** SELECTED EXCERPT **
┌──
Frequency distribution of (1,3;1,4)-β-D-glucan content in 104 F₂ plants from the cross between ‘Bowman’ and OUM125. F₂ plants were classified into three classes (mutant homozygous, heterozygous, and wild-type homozygous) according to the genotypes of the HvCslF6 gene.

Fig. 2.

(1,3;1,4)-β-D-Glucan content in the grains of wild-type ‘Nishinohoshi’ (Ni) and mutant bgl-Ni and their reciprocal F₁ hybrids. Bars indicate standard deviations.

Fig. 3.

Plant phenotype after exposure to winter chilling in the field. Left is ‘Nishinohoshi’ (Ni), and right is bgl-Ni.

Fig. 4.

Structure of the HvCslF6 gene, which is predicted to encode 947 amino acid (aa) residues. Mutation points of three mutants (bgl.a, bgl.b, and bgl.c) are indicated. The positions of introns are indicated by the triangles and the lengths of the introns (in base pairs) are indicated within each triangle. The blue boxes show the positions of eight times of trans-membrane helices. The red bars indicate the positions of the D, D, D, QxxRW motifs.

Fig. 5.

Changes of (1,3;1,4)-β-D-glucan synthase activity and the sugar composition of cell walls during development of endosperms of SH84 and bgl-SH84. (A, C) Enzyme activity was determined with microsomes prepared from endosperms of SH84 (A) or bgl-SH84 (C) at different developing stages for 7–35 d after flowering (DAF). The [¹⁴C]Glc transfer products were digested with lichenase, separated by paper chromatography, and analysed with a fluoroimage analyser. Note that the spots detected between tri- (G₄G₃G) and tetrasaccharides (G₄G₄G₃G) are a contaminant contained in the commercial UDP-[¹⁴C]Glc specimen. (B, D) Enzyme activities are expressed based on the fresh weight of endosperms. The sugar composition of the cell walls was analysed as described in the Materials and methods. Endosperms at 7 and 35 DAF were tightly attached to pericarps. Hence, the values shown reflect the involvement of pericarps and are connected to other data by dotted lines. Data for activity and sugar composition are averages of duplicate or triplicate assays.

Fig. 6.
└──
** DATA UNDER STUDY **
┌──
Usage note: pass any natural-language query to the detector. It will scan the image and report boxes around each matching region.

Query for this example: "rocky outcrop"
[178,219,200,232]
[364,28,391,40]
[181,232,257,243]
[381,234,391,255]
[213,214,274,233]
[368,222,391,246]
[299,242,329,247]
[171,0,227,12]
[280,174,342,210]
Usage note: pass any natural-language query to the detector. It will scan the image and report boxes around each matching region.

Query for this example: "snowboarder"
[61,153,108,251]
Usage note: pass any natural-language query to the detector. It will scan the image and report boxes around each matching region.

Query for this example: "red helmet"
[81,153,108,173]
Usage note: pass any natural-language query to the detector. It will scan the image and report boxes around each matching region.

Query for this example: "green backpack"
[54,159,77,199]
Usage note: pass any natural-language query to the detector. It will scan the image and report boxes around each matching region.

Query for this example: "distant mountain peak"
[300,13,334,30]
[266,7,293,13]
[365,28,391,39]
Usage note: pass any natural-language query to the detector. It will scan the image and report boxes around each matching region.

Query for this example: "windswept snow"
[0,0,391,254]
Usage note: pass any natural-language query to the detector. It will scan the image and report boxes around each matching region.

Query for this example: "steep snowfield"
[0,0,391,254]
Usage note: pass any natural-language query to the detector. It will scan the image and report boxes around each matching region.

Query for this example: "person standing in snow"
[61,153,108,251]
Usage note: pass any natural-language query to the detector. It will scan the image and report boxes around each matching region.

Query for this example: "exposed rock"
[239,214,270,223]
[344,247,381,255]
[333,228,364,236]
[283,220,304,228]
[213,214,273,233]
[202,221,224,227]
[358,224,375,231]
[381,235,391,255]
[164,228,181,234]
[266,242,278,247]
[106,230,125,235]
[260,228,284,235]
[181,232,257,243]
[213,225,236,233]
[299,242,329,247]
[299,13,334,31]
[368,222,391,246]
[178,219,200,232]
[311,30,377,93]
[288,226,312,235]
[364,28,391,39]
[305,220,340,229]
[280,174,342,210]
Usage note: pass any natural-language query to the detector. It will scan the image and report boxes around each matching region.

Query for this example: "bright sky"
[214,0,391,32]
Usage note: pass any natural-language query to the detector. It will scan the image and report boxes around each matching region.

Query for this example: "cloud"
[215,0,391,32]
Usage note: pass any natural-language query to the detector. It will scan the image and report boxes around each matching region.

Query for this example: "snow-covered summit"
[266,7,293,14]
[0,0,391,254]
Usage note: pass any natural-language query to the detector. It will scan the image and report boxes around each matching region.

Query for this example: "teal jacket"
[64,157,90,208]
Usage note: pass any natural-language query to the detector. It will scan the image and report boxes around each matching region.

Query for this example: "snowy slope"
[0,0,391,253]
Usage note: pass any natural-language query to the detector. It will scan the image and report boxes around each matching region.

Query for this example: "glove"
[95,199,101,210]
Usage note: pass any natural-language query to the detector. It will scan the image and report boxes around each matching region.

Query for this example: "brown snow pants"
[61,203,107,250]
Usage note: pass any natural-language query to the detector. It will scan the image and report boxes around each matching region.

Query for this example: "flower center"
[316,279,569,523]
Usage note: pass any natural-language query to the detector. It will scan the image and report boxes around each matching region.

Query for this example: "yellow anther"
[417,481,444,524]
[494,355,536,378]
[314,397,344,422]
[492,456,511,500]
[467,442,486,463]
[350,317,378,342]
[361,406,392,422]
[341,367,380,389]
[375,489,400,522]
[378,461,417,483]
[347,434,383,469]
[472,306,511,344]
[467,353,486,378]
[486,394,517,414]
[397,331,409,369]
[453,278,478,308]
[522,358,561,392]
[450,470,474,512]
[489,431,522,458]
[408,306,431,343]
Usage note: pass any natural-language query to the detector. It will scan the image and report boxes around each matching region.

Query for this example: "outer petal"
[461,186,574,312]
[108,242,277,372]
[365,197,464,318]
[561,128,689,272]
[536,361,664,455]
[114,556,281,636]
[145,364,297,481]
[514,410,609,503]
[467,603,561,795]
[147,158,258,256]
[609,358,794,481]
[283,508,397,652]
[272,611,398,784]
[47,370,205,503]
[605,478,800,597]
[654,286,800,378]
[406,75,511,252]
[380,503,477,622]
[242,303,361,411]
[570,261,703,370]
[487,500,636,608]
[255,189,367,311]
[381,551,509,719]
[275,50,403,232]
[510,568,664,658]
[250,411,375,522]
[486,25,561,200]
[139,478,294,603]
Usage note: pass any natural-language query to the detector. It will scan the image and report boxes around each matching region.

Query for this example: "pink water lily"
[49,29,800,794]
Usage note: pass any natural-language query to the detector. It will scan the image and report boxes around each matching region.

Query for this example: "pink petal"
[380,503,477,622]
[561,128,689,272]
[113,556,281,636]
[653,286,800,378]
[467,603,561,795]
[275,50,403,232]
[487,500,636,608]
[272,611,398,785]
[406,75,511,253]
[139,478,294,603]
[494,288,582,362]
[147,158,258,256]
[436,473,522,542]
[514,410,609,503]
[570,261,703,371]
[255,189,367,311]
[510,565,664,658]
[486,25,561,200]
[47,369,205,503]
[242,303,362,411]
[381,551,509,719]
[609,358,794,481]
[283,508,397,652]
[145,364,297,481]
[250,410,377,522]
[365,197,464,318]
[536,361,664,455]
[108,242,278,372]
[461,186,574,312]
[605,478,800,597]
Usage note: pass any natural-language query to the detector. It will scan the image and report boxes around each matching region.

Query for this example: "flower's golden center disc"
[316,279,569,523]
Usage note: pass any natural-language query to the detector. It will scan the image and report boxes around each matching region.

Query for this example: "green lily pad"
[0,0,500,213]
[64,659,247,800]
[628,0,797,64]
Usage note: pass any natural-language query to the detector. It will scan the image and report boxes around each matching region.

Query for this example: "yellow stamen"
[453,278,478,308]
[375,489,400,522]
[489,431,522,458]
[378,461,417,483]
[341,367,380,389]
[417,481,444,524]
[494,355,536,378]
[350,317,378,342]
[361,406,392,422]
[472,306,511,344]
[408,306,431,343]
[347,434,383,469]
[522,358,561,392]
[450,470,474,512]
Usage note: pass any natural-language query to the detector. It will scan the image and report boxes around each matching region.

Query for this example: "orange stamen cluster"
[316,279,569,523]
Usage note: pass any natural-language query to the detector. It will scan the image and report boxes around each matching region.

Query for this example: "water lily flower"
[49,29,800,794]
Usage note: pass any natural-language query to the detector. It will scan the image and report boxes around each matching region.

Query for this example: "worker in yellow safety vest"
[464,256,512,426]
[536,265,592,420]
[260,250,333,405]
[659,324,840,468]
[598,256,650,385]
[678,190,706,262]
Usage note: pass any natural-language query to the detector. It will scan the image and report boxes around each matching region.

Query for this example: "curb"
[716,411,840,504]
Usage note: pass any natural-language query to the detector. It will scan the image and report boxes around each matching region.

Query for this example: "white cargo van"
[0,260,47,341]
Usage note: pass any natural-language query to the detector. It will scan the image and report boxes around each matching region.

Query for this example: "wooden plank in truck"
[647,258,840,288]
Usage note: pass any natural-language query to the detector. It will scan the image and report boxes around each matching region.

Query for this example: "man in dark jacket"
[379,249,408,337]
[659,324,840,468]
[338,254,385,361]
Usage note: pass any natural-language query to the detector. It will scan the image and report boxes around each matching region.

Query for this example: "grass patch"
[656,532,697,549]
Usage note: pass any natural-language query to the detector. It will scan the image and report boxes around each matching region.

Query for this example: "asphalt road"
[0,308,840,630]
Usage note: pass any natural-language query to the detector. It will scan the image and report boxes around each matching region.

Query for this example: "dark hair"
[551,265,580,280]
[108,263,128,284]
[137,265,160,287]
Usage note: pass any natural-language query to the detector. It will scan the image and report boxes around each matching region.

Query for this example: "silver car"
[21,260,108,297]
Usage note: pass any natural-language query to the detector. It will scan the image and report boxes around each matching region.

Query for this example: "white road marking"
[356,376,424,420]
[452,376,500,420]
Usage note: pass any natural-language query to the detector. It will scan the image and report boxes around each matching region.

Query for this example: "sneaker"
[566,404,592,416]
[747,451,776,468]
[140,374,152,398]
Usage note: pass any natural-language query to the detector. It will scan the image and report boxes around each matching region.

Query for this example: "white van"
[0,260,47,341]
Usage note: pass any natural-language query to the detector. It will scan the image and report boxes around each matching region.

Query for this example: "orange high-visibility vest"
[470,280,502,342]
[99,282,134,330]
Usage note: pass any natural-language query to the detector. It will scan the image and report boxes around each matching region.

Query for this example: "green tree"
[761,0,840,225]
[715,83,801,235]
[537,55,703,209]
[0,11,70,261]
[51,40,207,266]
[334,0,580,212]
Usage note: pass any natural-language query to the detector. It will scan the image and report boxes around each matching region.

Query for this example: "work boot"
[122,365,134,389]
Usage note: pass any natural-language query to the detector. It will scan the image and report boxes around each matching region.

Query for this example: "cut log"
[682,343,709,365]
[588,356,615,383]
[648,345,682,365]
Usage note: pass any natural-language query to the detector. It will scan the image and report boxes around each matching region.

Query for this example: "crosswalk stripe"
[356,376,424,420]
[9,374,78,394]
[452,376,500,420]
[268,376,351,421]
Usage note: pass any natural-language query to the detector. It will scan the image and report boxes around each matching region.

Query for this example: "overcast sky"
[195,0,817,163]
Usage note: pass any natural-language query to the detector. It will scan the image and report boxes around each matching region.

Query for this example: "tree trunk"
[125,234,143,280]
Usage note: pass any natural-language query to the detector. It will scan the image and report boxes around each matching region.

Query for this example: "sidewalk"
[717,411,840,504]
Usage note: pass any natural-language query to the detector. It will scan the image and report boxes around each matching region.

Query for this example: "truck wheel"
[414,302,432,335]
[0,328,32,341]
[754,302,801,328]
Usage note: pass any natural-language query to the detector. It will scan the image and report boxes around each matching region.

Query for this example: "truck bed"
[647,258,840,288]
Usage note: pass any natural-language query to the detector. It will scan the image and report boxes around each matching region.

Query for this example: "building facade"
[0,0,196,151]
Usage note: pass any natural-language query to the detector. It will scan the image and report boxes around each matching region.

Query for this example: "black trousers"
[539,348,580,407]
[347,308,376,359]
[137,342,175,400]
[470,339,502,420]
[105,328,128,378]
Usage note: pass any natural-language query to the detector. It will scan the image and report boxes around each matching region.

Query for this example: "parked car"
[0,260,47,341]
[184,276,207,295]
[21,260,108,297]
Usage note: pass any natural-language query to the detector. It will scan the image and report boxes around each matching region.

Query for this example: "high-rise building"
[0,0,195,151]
└──
** EXERCISE REQUIREMENTS **
Reproduce verbatim the portion of the figure captions between "(1,3;1,4)-β-D-Glucan content in the" and "indicate standard deviations.", inclusive. The records play no part in this exercise.

** ANSWER FOR THE TASK **
(1,3;1,4)-β-D-Glucan content in the grains of wild-type ‘Nishinohoshi’ (Ni) and mutant bgl-Ni and their reciprocal F₁ hybrids. Bars indicate standard deviations.